The role of glue size in the mechanical behaviour of paintings

Artists' canvas has traditionally been impregnated, or coated, with animal glue. This provides a barrier against penetration of the next layer, which is the ground, usually a mixture of linseed oil and chalk, sometimes mixed with pigment. Linseed oil releases fatty acids as it ages. These would weaken the cellulose fibres of the linen if the oil were allowed to penetrate the canvas. The other purpose of the glue layer is to hold the ground on the surface so that it evens out the hollows and bumps of the fabric structure without penetrating and stiffening the canvas. Glue applied as a thin coating on textiles or paper fibres is called size.

From this stress-strain diagram for glue (1) we can read that the breaking strain is about 0.03.

From the diagram below (2) we notice that the strain caused by a 60% change in RH is also about 0.03. Already we have enough information to realise that the stress generated in the glue size layer is an important, even devastating factor in the mechanical behaviour of oil paintings.

Source data ▸
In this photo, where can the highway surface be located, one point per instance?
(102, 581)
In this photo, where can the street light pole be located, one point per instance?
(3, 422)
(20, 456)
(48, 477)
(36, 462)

Requirements ▸
a. From the glue size passage, write out the stretch from "Artists' canvas has" through "is called size.".
b. According to the glue size passage, why must the linseed oil in the ground be kept out of the canvas? Answer in one to three sentences.
c. Carry the glue size passage on from its final sentence.

Exercise results ▸
a.
Artists' canvas has traditionally been impregnated, or coated, with animal glue. This provides a barrier against penetration of the next layer, which is the ground, usually a mixture of linseed oil and chalk, sometimes mixed with pigment. Linseed oil releases fatty acids as it ages. These would weaken the cellulose fibres of the linen if the oil were allowed to penetrate the canvas. The other purpose of the glue layer is to hold the ground on the surface so that it evens out the hollows and bumps of the fabric structure without penetrating and stiffening the canvas. Glue applied as a thin coating on textiles or paper fibres is called size.

b. As linseed oil ages it releases fatty acids, which would weaken the cellulose fibres of the linen if the oil penetrated the canvas. The glue size layer acts as a barrier that prevents this penetration.

c.
The coefficient of thermal expansion of gelatin is about 0.00003 (m/m per degree C). A temperature change of 30 degrees will therefore cause a strain of about 0.001, which is tiny in comparison with the strain caused by change of relative humidity.

This is very much an order of magnitude calculation, designed to alert us to the danger of relative humidity change around oil paintings. The stress-strain diagram is very much affected by RH: gelatin becomes much stiffer at low RH. Another complicating factor is the time dependence of the stress-strain diagram. If gelatin is strained slowly, especially at high RH, it does not develop nearly so high a stress. This stress relaxation saves the painting from the destruction theoretically predicted from these two diagrams.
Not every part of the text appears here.